We rinsed cells with PBS stored on ice. We prepared lysates by using lysis buffer (1% nucleocapsid-40, 2 mM EDTA, 10% glycerol, 150 mM NaCl, 50 mM Tris-HCl, pH 8.0) with protease and phosphatase inhibitors (Roche). We conducted Western blots as previously described (23).

Statistics

We graphed and analyzed data by using GraphPad Prism (https://www.graphpad.com), showing individual values or mean ±SD. Unless stated, we determined significance by Fisher exact test for pairwise comparisons.

Biosafety

We conducted all procedures in a certified Biohazard Safety Level 3 laboratory. Procedures were approved by the University of Pennsylvania Office of Environmental Health and Safety.

-=-=-=-=-

### Actions to take
(1) According to the methods excerpt, what software was used to graph and analyze the data?
(2) List every lysis buffer ingredient that the methods excerpt gives with a millimolar (mM) concentration, along with that concentration.
(3) Continue the methods excerpt, starting after its final sentence about approval by the Office of Environmental Health and Safety.

Stored data entries
-=-=-=-=-

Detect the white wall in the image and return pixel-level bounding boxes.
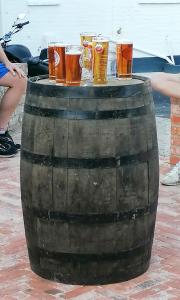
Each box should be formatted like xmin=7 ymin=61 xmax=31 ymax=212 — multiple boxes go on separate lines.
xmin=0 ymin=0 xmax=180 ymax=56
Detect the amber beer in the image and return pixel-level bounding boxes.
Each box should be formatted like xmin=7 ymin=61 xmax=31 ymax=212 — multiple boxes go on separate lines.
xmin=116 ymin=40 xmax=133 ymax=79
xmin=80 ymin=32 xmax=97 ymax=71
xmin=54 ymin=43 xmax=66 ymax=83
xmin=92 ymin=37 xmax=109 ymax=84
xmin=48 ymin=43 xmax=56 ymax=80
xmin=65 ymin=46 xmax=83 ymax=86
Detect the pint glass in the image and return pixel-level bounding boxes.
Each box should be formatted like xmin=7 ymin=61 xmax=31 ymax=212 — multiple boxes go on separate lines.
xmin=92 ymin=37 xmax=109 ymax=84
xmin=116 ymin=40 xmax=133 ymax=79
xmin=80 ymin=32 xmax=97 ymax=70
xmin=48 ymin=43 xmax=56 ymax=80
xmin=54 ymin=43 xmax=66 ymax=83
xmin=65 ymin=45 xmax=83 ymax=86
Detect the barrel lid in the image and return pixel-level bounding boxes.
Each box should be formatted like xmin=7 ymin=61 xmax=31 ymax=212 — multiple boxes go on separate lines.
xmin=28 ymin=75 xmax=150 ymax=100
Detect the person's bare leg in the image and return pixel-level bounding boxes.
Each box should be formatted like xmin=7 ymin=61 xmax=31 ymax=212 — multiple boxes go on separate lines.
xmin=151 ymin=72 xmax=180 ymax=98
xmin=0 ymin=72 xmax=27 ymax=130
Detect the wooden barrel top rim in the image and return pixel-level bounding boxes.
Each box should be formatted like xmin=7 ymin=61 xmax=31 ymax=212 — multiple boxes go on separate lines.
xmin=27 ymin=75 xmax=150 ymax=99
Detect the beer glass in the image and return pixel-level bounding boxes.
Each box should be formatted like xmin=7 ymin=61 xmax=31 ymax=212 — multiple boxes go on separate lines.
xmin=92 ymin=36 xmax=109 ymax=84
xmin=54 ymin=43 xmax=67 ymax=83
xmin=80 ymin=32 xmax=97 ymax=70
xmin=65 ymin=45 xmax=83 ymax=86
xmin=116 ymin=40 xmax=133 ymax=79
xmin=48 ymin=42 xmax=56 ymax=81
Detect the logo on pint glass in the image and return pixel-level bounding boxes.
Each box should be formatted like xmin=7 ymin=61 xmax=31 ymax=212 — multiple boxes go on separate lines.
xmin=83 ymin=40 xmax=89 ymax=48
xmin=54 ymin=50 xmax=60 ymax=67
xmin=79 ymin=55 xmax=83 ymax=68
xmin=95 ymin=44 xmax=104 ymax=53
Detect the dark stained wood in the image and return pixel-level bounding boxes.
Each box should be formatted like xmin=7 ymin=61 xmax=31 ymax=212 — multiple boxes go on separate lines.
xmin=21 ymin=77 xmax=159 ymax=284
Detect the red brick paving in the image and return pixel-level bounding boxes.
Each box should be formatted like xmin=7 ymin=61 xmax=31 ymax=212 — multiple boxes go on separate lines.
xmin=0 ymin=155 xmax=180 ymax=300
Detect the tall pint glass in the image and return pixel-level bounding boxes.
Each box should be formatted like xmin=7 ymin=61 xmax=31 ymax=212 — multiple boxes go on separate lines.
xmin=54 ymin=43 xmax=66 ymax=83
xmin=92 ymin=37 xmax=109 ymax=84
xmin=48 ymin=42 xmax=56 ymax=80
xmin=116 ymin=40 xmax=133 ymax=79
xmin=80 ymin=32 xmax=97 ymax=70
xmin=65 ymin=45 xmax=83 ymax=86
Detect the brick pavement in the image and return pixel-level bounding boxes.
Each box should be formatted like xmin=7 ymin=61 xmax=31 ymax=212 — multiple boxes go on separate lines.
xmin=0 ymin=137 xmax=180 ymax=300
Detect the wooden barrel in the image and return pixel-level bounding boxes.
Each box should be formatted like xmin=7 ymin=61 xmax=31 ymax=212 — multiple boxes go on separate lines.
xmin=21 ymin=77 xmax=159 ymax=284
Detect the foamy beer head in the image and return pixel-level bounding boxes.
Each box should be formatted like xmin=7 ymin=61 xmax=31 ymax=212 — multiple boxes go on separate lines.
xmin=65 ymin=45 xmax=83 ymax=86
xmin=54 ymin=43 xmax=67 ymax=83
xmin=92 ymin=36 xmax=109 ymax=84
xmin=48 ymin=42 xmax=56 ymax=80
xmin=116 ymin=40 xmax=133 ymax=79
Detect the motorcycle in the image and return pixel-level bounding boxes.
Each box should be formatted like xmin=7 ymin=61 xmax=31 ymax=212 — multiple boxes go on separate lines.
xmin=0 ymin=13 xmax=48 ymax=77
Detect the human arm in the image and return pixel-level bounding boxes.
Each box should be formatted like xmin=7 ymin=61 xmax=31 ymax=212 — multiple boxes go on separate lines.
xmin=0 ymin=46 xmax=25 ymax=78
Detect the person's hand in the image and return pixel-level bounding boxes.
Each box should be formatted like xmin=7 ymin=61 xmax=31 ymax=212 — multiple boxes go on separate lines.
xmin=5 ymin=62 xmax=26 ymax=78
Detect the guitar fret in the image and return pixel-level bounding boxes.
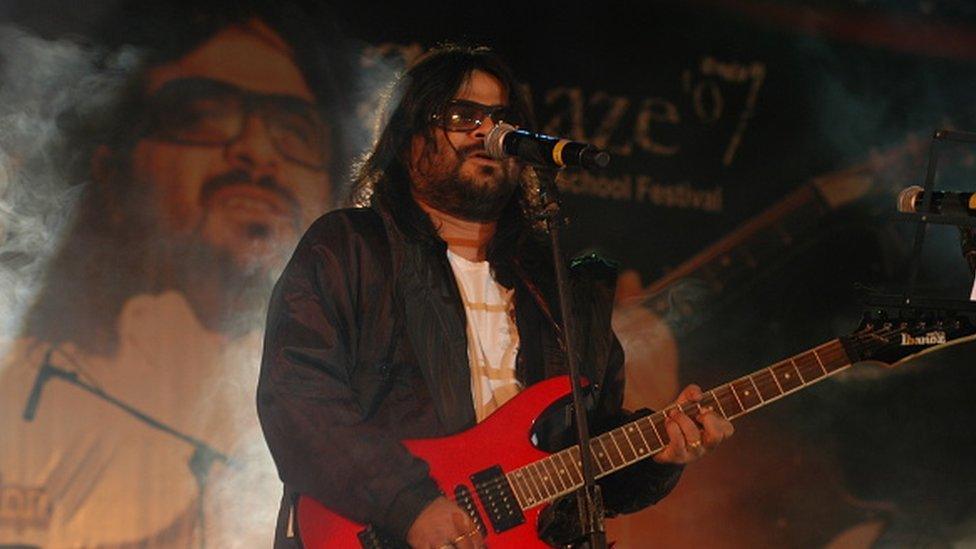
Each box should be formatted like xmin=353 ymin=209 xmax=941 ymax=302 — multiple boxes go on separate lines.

-=-=-=-=-

### Answers by task
(1) GraphPad Prism

(2) 2 mM EDTA, 150 mM NaCl, 50 mM Tris-HCl

(3)
Results

Nasal swab or endotracheal aspirate specimens were collected and analyzed from a total of 246 patients infected with SARS-CoV-2. The cohort included cross-sectional samples (n = 178) and longitudinal samples (n = 68) collected from patients. Among the patients from whom longitudinal samples were collected, 10 had asymptomatic infection, 54 had symptomatic respiratory illness and survived, and 4 died (Tables 1, 2). Of those 68 patients, 23 were male and 45 were female. The median patient age was 61 (range 24–101) years. Major comorbidities and immunosuppression were noted in 25 cases. Hematologic malignancies such as leukemia and lymphoma were present in 11 patients, 5 patients had undergone solid organ transplantation, and 10 had solid malignancies on active therapy.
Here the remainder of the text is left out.